Could you give every line of the records below as a Markdown table with two columns, Row for the row number and Text for the line, leaving out any blank lines?

● Supplied material
###

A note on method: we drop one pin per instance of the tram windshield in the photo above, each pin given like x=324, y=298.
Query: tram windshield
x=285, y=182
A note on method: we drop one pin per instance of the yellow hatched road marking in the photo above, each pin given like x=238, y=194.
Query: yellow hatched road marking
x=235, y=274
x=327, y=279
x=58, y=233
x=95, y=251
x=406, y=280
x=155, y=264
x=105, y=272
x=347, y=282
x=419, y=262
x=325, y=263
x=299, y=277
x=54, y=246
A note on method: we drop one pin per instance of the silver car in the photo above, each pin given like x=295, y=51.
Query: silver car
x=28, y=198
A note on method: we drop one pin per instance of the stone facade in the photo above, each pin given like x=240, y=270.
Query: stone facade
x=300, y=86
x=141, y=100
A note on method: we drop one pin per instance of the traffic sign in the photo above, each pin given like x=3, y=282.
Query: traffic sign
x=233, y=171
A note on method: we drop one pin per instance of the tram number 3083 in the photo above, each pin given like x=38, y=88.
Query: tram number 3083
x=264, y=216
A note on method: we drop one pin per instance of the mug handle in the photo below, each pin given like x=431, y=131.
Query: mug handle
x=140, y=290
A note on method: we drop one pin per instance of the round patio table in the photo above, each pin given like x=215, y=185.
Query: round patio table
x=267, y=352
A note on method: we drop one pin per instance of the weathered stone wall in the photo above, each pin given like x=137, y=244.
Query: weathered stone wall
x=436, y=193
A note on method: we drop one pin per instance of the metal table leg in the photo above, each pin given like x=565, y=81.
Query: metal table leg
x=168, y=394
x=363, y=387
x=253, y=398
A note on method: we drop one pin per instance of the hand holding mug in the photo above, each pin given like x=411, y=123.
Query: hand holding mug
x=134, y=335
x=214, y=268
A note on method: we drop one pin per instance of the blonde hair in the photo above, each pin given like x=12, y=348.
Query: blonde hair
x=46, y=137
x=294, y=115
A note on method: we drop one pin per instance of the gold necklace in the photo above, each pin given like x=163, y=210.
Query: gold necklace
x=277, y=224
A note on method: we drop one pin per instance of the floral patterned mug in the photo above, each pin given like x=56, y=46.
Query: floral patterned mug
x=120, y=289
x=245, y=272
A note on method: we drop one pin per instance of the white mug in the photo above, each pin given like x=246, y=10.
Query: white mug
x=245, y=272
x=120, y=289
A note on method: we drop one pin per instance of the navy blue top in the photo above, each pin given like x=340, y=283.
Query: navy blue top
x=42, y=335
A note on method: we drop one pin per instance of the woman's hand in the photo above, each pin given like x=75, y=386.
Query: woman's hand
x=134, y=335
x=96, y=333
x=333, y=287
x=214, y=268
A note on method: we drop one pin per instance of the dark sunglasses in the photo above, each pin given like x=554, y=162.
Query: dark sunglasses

###

● Result
| Row | Text |
|---|---|
| 1 | A note on method: we drop one pin per instance of the tram windshield in the photo above, each pin given like x=324, y=298. |
| 2 | Query: tram windshield |
| 3 | x=285, y=182 |
| 4 | A note on method: we drop one pin per instance of the yellow hatched road marking in the photo above, each pin given like x=238, y=194. |
| 5 | Query: yellow hatched road marking |
| 6 | x=235, y=274 |
| 7 | x=327, y=279 |
| 8 | x=58, y=233 |
| 9 | x=95, y=251 |
| 10 | x=406, y=280 |
| 11 | x=155, y=264 |
| 12 | x=105, y=272 |
| 13 | x=347, y=282 |
| 14 | x=419, y=262 |
| 15 | x=325, y=263 |
| 16 | x=299, y=277 |
| 17 | x=54, y=246 |
| 18 | A note on method: we drop one pin per instance of the silver car in the photo above, each pin given like x=295, y=51. |
| 19 | Query: silver car |
| 20 | x=28, y=198 |
| 21 | A note on method: we drop one pin per instance of the stone facade in the photo above, each pin given like x=240, y=270. |
| 22 | Query: stone facade |
| 23 | x=300, y=86 |
| 24 | x=141, y=100 |
| 25 | A note on method: we drop one pin per instance of the traffic sign in the photo above, each pin given like x=3, y=282. |
| 26 | Query: traffic sign |
| 27 | x=233, y=171 |
| 28 | A note on method: we drop one pin per instance of the tram number 3083 in the photo above, each pin given like x=38, y=88. |
| 29 | Query: tram number 3083 |
| 30 | x=264, y=216 |
| 31 | A note on method: we drop one pin per instance of the mug handle in the photo below, each pin given like x=431, y=131. |
| 32 | Query: mug handle |
| 33 | x=140, y=290 |
| 34 | A note on method: we drop one pin per instance of the round patio table in the photo above, each pin given like x=215, y=185. |
| 35 | Query: round patio table |
| 36 | x=267, y=352 |
| 37 | A note on method: we drop one pin per instance of the weathered stone wall in the photo above, each pin given like x=137, y=244. |
| 38 | Query: weathered stone wall |
| 39 | x=436, y=193 |
| 40 | A note on method: we drop one pin per instance of the metal table leg in the photo above, each pin given like x=565, y=81. |
| 41 | Query: metal table leg |
| 42 | x=168, y=394 |
| 43 | x=363, y=387 |
| 44 | x=253, y=398 |
| 45 | A note on method: we drop one pin per instance of the hand holding mug in the photo above, each pin given like x=411, y=123. |
| 46 | Query: hand holding mug |
| 47 | x=134, y=335 |
| 48 | x=214, y=268 |
| 49 | A note on method: we drop one pin per instance of the blonde hair in the photo above, each pin given like x=12, y=348. |
| 50 | Query: blonde hair |
| 51 | x=46, y=137 |
| 52 | x=294, y=115 |
| 53 | A note on method: we drop one pin per instance of the gold necklace in the photo above, each pin given like x=163, y=210. |
| 54 | Query: gold necklace |
| 55 | x=277, y=224 |
| 56 | A note on method: we drop one pin per instance of the floral patterned mug in the photo above, each pin given like x=56, y=46. |
| 57 | Query: floral patterned mug |
| 58 | x=120, y=289 |
| 59 | x=245, y=272 |
| 60 | A note on method: we drop one pin per instance of the white mug in the photo above, each pin given like x=246, y=10. |
| 61 | Query: white mug |
| 62 | x=245, y=272 |
| 63 | x=120, y=289 |
| 64 | A note on method: we drop one pin per instance of the navy blue top in the photo above, each pin given like x=340, y=283. |
| 65 | Query: navy blue top |
| 66 | x=42, y=335 |
| 67 | A note on method: we drop one pin per instance of the woman's hand in the photo above, each pin given like x=75, y=386. |
| 68 | Query: woman's hand |
| 69 | x=134, y=335 |
| 70 | x=96, y=333 |
| 71 | x=333, y=287 |
| 72 | x=214, y=268 |
| 73 | A note on method: we drop one pin per instance of the dark sunglasses in the photo above, each pin given like x=554, y=162. |
| 74 | Query: dark sunglasses |